REQUIREMENT
Convert the data below into a Markdown table with the columns Row and Line, one numbered row for each nonblank line.
** BEGIN ITEMS **
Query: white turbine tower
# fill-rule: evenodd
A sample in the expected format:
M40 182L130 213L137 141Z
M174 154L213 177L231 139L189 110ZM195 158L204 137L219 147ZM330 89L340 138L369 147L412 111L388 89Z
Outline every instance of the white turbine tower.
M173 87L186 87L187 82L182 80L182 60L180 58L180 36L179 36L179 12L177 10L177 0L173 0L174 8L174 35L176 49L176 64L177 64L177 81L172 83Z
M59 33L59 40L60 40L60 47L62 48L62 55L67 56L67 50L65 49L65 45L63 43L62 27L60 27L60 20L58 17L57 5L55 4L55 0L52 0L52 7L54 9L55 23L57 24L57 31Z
** END ITEMS **
ANSWER
| Row | Line |
|---|---|
| 1 | Query: white turbine tower |
| 2 | # fill-rule: evenodd |
| 3 | A sample in the expected format: |
| 4 | M40 182L130 213L137 141Z |
| 5 | M174 154L213 177L231 139L189 110ZM195 158L204 137L219 147ZM330 89L340 138L369 147L412 111L388 89Z |
| 6 | Outline every instance of the white turbine tower. |
| 7 | M173 87L186 87L187 82L182 80L182 60L180 58L180 36L179 36L179 12L177 10L177 0L173 0L174 8L174 35L176 49L176 64L177 64L177 81L172 83Z |
| 8 | M59 33L59 40L60 40L60 47L62 48L62 55L67 56L67 50L65 49L65 45L63 43L62 27L60 27L60 20L58 17L57 5L55 4L55 0L52 0L52 7L54 9L55 23L57 24L57 31Z |